In the listing below, find the line containing "pixel 495 19" and the line containing "Target: man with eyeglasses", then copy exactly everything from the first through the second, except the pictures.

**Provided material**:

>>>

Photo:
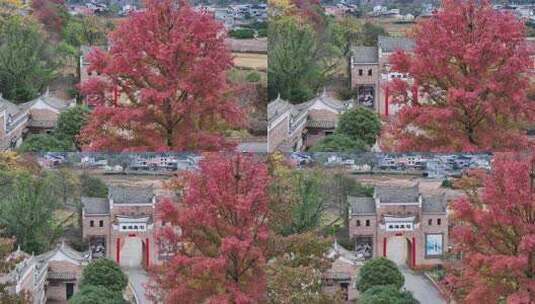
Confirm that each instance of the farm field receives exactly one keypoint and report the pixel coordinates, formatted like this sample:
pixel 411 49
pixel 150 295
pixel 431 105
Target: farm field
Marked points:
pixel 252 61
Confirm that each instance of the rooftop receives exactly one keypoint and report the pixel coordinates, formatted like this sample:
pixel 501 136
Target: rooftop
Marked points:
pixel 131 195
pixel 364 54
pixel 397 194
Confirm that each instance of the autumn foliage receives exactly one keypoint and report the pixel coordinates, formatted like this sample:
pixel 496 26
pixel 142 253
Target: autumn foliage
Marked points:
pixel 469 63
pixel 494 234
pixel 162 85
pixel 219 251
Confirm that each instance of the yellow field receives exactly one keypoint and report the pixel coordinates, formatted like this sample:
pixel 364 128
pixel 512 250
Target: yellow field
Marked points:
pixel 250 61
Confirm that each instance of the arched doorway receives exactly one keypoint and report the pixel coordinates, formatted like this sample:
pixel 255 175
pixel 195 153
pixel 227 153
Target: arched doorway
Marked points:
pixel 132 252
pixel 398 250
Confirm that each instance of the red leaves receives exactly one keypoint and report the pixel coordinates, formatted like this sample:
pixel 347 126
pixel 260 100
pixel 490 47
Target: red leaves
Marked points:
pixel 168 64
pixel 469 61
pixel 49 12
pixel 495 233
pixel 223 233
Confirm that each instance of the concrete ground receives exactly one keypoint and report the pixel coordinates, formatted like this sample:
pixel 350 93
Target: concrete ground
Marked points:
pixel 139 278
pixel 422 289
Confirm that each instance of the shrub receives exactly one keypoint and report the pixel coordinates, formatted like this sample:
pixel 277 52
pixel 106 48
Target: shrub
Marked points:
pixel 339 143
pixel 386 295
pixel 379 272
pixel 253 77
pixel 243 33
pixel 105 273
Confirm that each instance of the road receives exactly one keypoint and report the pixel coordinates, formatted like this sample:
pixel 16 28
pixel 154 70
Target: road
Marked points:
pixel 138 277
pixel 422 289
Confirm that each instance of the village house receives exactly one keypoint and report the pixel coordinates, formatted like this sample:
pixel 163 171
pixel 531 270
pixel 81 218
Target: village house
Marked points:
pixel 52 277
pixel 121 226
pixel 36 116
pixel 402 224
pixel 370 71
pixel 297 127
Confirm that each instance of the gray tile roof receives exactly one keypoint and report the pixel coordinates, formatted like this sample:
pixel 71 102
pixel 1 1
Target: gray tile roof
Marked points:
pixel 276 108
pixel 131 195
pixel 10 107
pixel 362 205
pixel 391 44
pixel 95 205
pixel 397 194
pixel 435 204
pixel 365 54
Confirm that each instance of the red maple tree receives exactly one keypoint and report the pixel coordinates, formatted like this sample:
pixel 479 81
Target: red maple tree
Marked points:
pixel 162 85
pixel 50 13
pixel 468 63
pixel 219 249
pixel 494 234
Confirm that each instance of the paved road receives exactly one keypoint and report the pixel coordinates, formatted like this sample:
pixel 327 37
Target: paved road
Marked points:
pixel 422 289
pixel 138 277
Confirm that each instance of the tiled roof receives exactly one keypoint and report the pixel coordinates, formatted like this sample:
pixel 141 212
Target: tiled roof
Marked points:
pixel 434 204
pixel 51 101
pixel 365 54
pixel 10 107
pixel 95 205
pixel 391 44
pixel 362 205
pixel 321 124
pixel 131 195
pixel 61 275
pixel 66 250
pixel 397 194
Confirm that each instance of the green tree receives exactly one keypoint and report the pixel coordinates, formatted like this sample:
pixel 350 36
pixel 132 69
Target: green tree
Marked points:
pixel 46 143
pixel 71 121
pixel 379 272
pixel 294 69
pixel 27 63
pixel 339 143
pixel 295 275
pixel 105 273
pixel 27 208
pixel 92 186
pixel 7 297
pixel 96 294
pixel 346 32
pixel 360 124
pixel 386 295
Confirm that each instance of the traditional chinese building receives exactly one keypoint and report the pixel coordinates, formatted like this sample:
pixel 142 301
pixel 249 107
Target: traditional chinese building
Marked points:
pixel 37 116
pixel 297 127
pixel 52 277
pixel 370 71
pixel 121 226
pixel 401 224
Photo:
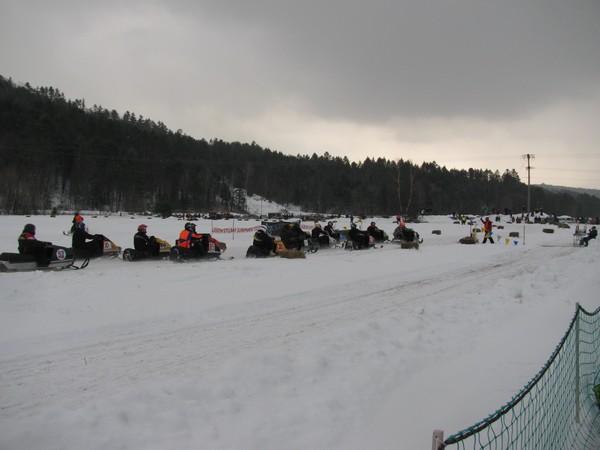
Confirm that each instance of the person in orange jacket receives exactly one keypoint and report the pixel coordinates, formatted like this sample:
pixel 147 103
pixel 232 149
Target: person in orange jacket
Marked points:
pixel 202 243
pixel 188 238
pixel 487 229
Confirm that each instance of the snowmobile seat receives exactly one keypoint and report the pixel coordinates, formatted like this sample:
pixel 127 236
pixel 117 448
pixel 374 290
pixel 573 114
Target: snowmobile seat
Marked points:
pixel 17 258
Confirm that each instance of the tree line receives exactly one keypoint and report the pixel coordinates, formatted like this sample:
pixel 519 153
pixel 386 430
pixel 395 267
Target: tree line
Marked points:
pixel 60 153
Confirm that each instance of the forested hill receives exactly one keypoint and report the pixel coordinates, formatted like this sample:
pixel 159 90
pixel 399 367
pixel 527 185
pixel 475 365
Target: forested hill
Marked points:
pixel 57 152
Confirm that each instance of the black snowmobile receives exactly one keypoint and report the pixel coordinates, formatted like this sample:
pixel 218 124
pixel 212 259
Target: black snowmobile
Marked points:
pixel 58 258
pixel 406 237
pixel 109 248
pixel 131 254
pixel 213 250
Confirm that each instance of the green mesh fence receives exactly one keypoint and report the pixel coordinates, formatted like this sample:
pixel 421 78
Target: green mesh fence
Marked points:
pixel 558 409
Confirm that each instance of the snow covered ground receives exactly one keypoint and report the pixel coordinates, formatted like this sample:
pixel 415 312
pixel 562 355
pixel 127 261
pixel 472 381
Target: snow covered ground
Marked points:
pixel 344 350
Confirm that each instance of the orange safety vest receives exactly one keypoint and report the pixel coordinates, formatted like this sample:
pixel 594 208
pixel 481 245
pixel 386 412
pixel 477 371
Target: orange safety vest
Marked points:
pixel 185 238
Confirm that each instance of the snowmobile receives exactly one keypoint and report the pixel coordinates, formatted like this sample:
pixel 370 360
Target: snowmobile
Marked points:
pixel 350 244
pixel 313 245
pixel 59 258
pixel 131 254
pixel 362 239
pixel 214 249
pixel 407 237
pixel 109 248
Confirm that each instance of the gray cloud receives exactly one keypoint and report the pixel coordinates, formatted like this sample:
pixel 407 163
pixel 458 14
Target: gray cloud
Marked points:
pixel 414 79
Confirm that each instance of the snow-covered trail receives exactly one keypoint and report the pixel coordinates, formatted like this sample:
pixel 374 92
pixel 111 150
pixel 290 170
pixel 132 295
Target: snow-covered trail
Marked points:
pixel 264 353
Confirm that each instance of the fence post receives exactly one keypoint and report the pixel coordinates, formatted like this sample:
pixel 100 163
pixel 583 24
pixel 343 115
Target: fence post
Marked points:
pixel 437 439
pixel 577 401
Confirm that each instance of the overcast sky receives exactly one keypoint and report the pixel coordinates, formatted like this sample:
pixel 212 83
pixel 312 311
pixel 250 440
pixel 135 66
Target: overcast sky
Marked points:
pixel 464 83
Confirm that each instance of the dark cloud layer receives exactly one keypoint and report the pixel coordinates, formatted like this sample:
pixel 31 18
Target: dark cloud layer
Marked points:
pixel 428 80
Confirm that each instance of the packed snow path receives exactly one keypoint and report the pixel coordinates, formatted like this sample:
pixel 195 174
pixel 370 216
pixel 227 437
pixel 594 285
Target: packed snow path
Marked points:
pixel 260 353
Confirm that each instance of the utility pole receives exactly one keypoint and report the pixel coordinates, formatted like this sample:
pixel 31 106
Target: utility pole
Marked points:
pixel 529 158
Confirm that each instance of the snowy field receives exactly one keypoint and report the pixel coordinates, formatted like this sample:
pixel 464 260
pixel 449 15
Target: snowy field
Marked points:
pixel 368 349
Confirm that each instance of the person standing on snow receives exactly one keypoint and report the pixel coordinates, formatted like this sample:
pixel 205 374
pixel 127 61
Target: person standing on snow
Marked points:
pixel 263 241
pixel 145 244
pixel 76 219
pixel 92 244
pixel 29 245
pixel 487 228
pixel 188 238
pixel 331 232
pixel 320 235
pixel 592 234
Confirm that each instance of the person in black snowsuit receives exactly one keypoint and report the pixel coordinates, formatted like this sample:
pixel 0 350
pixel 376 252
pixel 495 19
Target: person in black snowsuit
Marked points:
pixel 292 236
pixel 331 232
pixel 402 233
pixel 145 246
pixel 377 234
pixel 359 238
pixel 91 245
pixel 320 235
pixel 29 245
pixel 592 234
pixel 262 243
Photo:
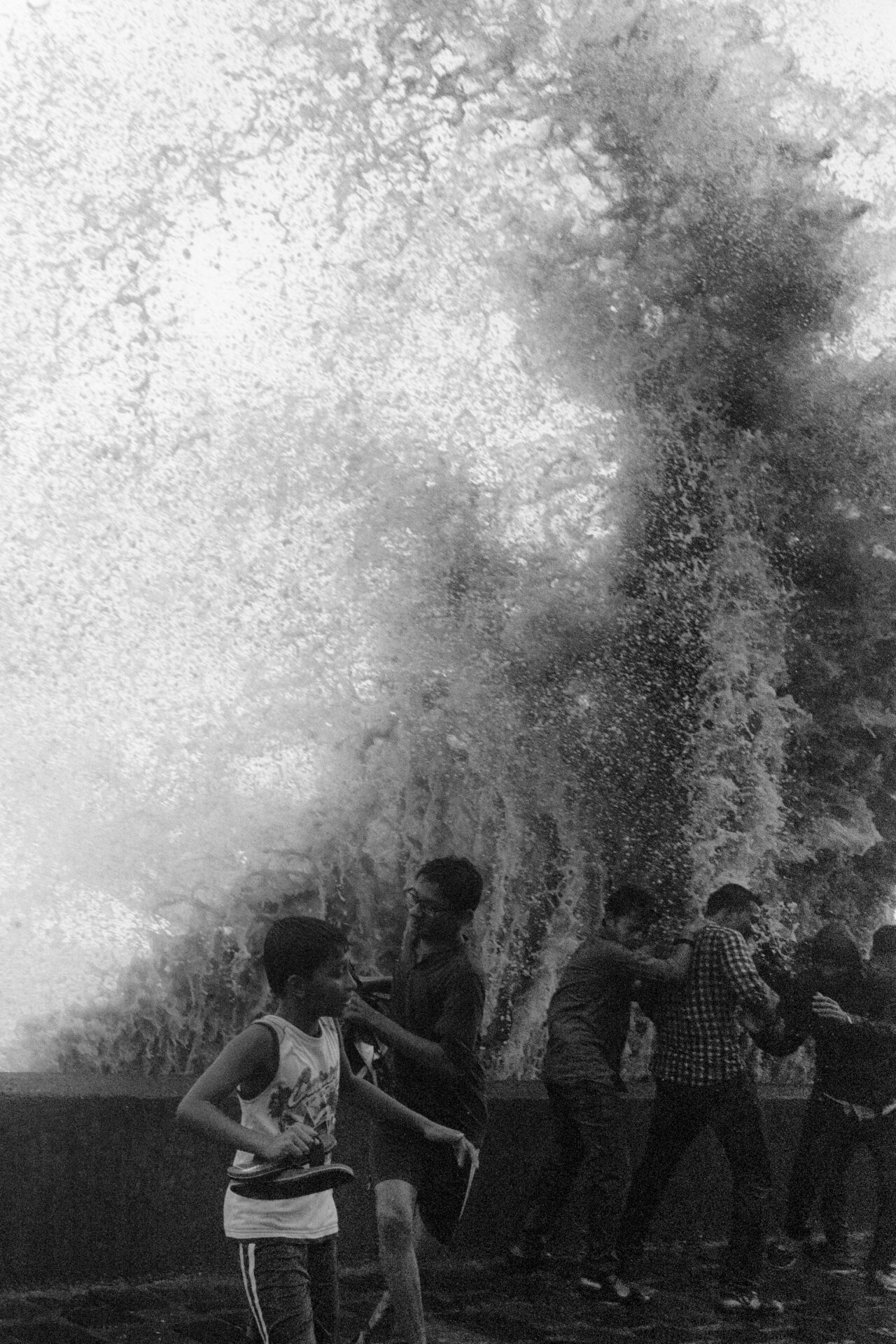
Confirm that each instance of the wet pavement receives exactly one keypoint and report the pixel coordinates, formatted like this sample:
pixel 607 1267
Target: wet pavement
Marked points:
pixel 477 1303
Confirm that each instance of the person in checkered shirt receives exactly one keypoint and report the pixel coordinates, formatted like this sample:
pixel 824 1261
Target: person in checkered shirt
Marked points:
pixel 703 1079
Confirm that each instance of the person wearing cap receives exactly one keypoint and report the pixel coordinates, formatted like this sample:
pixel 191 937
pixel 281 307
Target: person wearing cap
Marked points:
pixel 849 1011
pixel 431 1030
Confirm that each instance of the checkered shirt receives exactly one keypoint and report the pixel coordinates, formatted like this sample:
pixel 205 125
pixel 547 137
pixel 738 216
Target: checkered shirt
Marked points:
pixel 697 1028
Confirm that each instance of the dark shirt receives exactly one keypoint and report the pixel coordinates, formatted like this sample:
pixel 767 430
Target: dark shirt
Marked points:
pixel 699 1031
pixel 589 1014
pixel 441 999
pixel 856 1060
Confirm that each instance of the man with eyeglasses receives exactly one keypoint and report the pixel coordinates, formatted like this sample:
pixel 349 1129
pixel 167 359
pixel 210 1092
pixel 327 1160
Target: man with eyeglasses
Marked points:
pixel 431 1031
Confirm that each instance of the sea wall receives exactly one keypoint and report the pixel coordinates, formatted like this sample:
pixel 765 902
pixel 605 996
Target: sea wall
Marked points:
pixel 99 1182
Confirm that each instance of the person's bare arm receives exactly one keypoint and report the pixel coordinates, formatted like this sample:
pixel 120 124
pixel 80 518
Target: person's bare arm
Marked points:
pixel 386 1108
pixel 245 1057
pixel 416 1049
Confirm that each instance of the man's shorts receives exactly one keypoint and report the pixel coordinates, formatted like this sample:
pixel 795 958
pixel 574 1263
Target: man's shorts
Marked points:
pixel 430 1168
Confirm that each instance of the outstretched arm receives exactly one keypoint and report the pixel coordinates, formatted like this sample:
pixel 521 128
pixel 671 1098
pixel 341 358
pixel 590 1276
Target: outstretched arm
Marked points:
pixel 386 1108
pixel 429 1054
pixel 874 1030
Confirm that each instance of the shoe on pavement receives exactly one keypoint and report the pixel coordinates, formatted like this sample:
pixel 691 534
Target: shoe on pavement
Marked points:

<<<

**Solution for this problem**:
pixel 495 19
Target: person in black snowsuit
Marked points:
pixel 292 236
pixel 331 232
pixel 402 233
pixel 145 246
pixel 377 234
pixel 359 238
pixel 91 245
pixel 320 235
pixel 29 245
pixel 592 234
pixel 262 243
Photo:
Confirm that each instance of the wet pavement receives exactly one keypoint and report the pixel coordinates, formatted like this sample:
pixel 607 1267
Target: wet pavement
Marked points:
pixel 477 1303
Confirm that each instance of the person in checkered shirt receives exactly one keypoint and report the pixel coordinates, formatted like this sample:
pixel 824 1261
Target: person in checkered shirt
Marked points:
pixel 703 1079
Confirm that each instance of the person wearing cap receives exactly one keypoint and report the pixel coordinates, formatted like this sample:
pixel 191 937
pixel 281 307
Target: person wearing cap
Marked points:
pixel 849 1011
pixel 431 1030
Confirm that each instance of the checkered shirt receives exactly one keypoint and report the pixel coordinates, formatted like this sample:
pixel 205 125
pixel 547 137
pixel 738 216
Target: checkered shirt
Marked points:
pixel 697 1028
Confirm that each instance of the dark shirt receives exactly one keypoint and report the pixel coordinates, formatted like this sample:
pixel 767 430
Target: dark shirt
Marked points:
pixel 699 1031
pixel 589 1014
pixel 441 999
pixel 856 1060
Confirm that each instance of the man with eyeglasses receives exactly one keypoint and report the pixel coordinates, formatted like this sample:
pixel 349 1129
pixel 167 359
pixel 210 1092
pixel 327 1160
Target: man with eyeglasses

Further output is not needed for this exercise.